Vote 2005

Menzies Campbell and WMD

Last week I criticised Liberal Democrat deputy leader Menzies Campbell for airbrushing Iraqis out of his view of the war. But thanks to David Boothroyd in the comments boxes here, I realise I missed out on an important aspect of Campbell’s contribution. Allow me to correct that now.

Campbell’s article in the Observer kickstarted a week in which the Lib Dems and their sympathisers and allies in the media refocused the election campaign on trying to prove Tony Blair lied. As we now all know, they utterly failed in that task.

Campbell, unlike the Tories didn’t use the ‘L word’ he preferred to put it like this:

On the doorstep, people are blunt. Parliamentary convention forbids Members of Parliament from accusing the Prime Minister in the House of Commons of lying. But there is no such restraint on the public.

And:

Did the Prime Minister lie to us? Only he knows what he believed to be true. Only he can answer that question. Never underestimate the capacity of the politician to convince himself that he is right, even when the facts do not support the case.

Clear enough? Well he is a politician well trained in astute use of language. So lets look at the language he has used over Iraq.

· · · ·

*EXERCISE BRIEF*.
Can you reproduce the passage in the post on Menzies Campbell and WMD, starting with "On the doorstep, people" and going on through "used over Iraq."?

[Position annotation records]
· · · ·

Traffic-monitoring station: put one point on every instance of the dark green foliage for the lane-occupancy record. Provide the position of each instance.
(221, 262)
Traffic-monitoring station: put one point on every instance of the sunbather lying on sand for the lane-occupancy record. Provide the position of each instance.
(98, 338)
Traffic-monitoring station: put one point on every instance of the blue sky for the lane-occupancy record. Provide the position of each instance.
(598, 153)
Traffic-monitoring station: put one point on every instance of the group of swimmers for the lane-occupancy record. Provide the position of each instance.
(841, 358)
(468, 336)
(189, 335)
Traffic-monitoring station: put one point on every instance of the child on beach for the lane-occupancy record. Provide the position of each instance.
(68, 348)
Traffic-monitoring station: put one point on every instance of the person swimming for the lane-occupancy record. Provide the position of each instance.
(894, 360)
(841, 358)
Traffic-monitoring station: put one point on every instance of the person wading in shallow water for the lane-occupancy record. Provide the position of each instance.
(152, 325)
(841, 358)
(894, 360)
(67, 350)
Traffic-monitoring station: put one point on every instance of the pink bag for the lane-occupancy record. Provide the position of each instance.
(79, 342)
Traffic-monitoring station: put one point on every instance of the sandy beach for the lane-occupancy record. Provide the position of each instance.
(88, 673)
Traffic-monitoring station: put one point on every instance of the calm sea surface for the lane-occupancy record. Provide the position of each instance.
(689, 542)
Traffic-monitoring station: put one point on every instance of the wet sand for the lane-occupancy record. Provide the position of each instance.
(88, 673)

· · · ·

*TASK SOLUTION*.
On the doorstep, people are blunt. Parliamentary convention forbids Members of Parliament from accusing the Prime Minister in the House of Commons of lying. But there is no such restraint on the public.

And:

Did the Prime Minister lie to us? Only he knows what he believed to be true. Only he can answer that question. Never underestimate the capacity of the politician to convince himself that he is right, even when the facts do not support the case.

Clear enough? Well he is a politician well trained in astute use of language. So lets look at the language he has used over Iraq.